> [Material supplied]:

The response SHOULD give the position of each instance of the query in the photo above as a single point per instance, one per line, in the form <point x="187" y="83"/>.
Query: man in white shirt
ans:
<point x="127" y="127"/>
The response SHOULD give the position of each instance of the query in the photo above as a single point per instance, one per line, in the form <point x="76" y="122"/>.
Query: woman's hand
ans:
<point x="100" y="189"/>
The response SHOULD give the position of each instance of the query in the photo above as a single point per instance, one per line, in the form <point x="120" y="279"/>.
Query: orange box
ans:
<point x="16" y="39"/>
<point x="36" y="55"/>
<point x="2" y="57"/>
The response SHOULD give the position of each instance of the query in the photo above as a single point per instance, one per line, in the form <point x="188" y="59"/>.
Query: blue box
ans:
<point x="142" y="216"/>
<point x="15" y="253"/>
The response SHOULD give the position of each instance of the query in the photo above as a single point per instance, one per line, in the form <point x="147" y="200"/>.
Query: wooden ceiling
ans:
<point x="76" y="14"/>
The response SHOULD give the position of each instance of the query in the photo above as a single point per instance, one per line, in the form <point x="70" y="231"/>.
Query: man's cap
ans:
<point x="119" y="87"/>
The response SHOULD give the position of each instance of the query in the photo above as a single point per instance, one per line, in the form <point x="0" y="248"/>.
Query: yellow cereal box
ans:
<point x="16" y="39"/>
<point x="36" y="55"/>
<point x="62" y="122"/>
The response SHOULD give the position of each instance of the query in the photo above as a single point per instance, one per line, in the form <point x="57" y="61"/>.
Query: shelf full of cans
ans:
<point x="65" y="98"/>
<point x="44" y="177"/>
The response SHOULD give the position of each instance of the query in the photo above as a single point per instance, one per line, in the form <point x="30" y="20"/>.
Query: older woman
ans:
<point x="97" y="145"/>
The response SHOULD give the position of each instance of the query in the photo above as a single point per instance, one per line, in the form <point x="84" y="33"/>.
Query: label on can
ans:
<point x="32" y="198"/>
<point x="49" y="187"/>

> [What to do]:
Take every line above carrying "woman" and return it.

> [Answer for the task]:
Query: woman's hand
Query: older woman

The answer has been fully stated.